─── Information supplied ───

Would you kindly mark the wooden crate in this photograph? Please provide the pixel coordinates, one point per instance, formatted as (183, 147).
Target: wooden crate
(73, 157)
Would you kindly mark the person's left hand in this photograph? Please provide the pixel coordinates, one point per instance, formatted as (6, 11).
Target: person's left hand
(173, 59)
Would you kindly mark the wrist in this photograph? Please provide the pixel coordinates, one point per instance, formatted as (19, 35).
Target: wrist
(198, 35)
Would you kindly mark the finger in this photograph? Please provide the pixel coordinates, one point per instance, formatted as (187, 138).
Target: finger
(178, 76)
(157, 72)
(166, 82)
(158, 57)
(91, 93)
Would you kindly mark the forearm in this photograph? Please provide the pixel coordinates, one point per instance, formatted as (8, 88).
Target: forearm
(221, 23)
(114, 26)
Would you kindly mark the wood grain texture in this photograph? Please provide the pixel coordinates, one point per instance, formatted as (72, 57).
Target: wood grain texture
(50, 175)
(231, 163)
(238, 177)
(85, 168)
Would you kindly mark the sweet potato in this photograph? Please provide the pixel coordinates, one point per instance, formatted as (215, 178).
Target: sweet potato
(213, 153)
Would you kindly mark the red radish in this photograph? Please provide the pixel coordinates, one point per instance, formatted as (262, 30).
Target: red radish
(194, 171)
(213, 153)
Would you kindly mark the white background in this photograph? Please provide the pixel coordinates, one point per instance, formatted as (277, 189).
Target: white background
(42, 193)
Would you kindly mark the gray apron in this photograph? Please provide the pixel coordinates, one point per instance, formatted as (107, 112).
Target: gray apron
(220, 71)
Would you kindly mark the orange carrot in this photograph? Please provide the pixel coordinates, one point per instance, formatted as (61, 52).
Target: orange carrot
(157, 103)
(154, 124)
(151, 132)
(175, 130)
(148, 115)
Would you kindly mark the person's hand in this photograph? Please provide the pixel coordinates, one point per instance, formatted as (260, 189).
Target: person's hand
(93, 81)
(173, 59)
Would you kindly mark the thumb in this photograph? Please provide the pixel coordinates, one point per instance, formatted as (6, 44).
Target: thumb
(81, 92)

───

**Task objective:**
Here the output must be the lines above from the line with "Target: person's left hand" to the line with "Would you kindly mark the finger", both included, duplicated word for word and nothing else.

**Expected output:**
Target: person's left hand
(173, 59)
Would you kindly mark the wrist in this photograph? Please provide the pixel coordinates, one point per instance, formatted as (19, 35).
Target: wrist
(198, 35)
Would you kindly mark the finger in this photograph? Please provide the pixel coordinates, one point per instance, formatted as (187, 138).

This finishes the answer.